◆ The problem ◆
Reproduce the entries below with "pixel values" replaced by "pixel coordinates" and everything else unchanged. Omit the pictures from your answer.

◆ Dataset excerpts ◆
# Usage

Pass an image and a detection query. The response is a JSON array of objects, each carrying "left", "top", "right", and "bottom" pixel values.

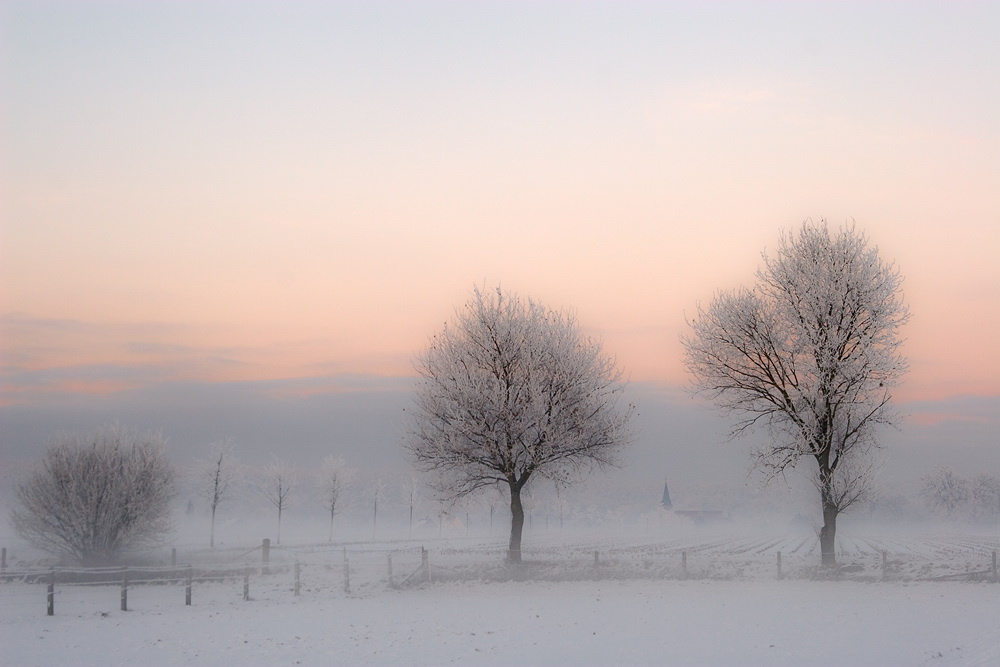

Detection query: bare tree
[
  {"left": 319, "top": 454, "right": 354, "bottom": 544},
  {"left": 260, "top": 460, "right": 296, "bottom": 544},
  {"left": 11, "top": 425, "right": 174, "bottom": 565},
  {"left": 407, "top": 288, "right": 633, "bottom": 563},
  {"left": 920, "top": 466, "right": 971, "bottom": 518},
  {"left": 969, "top": 473, "right": 1000, "bottom": 521},
  {"left": 683, "top": 221, "right": 909, "bottom": 565},
  {"left": 372, "top": 477, "right": 387, "bottom": 540},
  {"left": 402, "top": 476, "right": 420, "bottom": 538},
  {"left": 198, "top": 439, "right": 239, "bottom": 549}
]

◆ Task answer ◆
# Usage

Pass an image and a detection query. The response is a JSON array of objects, each carrying "left", "top", "right", and "bottom" pixel coordinates.


Detection query: bare tree
[
  {"left": 319, "top": 454, "right": 354, "bottom": 544},
  {"left": 260, "top": 460, "right": 296, "bottom": 544},
  {"left": 11, "top": 425, "right": 174, "bottom": 565},
  {"left": 407, "top": 288, "right": 633, "bottom": 563},
  {"left": 920, "top": 466, "right": 971, "bottom": 518},
  {"left": 969, "top": 473, "right": 1000, "bottom": 521},
  {"left": 683, "top": 221, "right": 909, "bottom": 565},
  {"left": 372, "top": 477, "right": 387, "bottom": 540},
  {"left": 402, "top": 476, "right": 420, "bottom": 538},
  {"left": 198, "top": 439, "right": 239, "bottom": 549}
]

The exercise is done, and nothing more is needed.